Work to be completed>
Reproduce the forum thread about the writing program below, word for word and in full.

Text excerpt>
I have been reading through their website (very extensive!) and am intrigued...in some ways it sounds like a lot, but in other ways it doesn't.  I'd love to hear from someone who actually followed any part of this program. 


I'm also a little interested in the basic online class they offer; I'm wondering if it would cut through some of the initial resistance I get when I implement anything new. 

post #2 of 7

I have not but am now interested. Is it for teaching writing?

post #3 of 7
Thread Starter 

It is!  It's supposed to be less of a curriculum and more of how to incorporate regular writing into your daily life.  I was just curious to hear if anyone had used it.  There are many different components to pick and choose from.

post #4 of 7

I've never used it but have heard good reviews. I also saw that it's on sale (50% off) right now on the homeschool buyer's co-op website. :)

Data entries>
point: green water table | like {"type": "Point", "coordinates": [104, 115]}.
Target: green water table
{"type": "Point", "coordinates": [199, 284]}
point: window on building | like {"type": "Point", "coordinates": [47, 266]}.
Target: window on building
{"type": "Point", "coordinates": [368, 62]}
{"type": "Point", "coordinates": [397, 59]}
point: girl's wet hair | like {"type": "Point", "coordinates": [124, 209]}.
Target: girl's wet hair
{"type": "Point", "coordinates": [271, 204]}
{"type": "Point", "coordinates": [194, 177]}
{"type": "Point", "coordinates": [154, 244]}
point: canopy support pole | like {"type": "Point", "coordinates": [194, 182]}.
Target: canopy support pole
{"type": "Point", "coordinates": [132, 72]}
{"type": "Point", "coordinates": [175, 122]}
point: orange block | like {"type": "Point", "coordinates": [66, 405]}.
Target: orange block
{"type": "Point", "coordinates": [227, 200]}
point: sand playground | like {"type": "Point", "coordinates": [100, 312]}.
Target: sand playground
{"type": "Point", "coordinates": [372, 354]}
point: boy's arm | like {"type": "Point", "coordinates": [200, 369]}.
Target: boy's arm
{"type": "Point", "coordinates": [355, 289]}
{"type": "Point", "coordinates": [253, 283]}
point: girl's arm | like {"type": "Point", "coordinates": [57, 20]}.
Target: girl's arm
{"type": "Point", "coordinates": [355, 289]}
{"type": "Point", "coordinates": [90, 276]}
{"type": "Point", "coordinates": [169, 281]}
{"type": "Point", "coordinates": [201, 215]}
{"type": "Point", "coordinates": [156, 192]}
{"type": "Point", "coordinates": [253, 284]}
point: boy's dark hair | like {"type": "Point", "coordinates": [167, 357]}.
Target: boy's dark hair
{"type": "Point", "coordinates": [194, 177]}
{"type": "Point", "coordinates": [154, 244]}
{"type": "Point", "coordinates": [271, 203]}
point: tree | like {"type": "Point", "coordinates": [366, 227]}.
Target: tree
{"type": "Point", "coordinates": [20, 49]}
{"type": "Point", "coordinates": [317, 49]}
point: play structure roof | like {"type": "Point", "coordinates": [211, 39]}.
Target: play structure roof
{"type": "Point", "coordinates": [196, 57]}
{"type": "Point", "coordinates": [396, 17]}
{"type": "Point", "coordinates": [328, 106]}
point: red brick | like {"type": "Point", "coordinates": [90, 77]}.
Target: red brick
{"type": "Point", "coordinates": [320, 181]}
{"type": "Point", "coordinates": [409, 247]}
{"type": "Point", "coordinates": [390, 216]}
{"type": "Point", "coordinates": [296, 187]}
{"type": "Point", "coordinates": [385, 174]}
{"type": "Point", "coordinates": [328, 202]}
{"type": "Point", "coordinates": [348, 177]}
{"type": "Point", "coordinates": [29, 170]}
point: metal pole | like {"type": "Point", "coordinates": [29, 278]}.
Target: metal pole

Output of the exercise>
I have been reading through their website (very extensive!) and am intrigued...in some ways it sounds like a lot, but in other ways it doesn't.  I'd love to hear from someone who actually followed any part of this program. 


I'm also a little interested in the basic online class they offer; I'm wondering if it would cut through some of the initial resistance I get when I implement anything new. 

post #2 of 7

I have not but am now interested. Is it for teaching writing?

post #3 of 7
Thread Starter 

It is!  It's supposed to be less of a curriculum and more of how to incorporate regular writing into your daily life.  I was just curious to hear if anyone had used it.  There are many different components to pick and choose from.

post #4 of 7

I've never used it but have heard good reviews. I also saw that it's on sale (50% off) right now on the homeschool buyer's co-op website. :)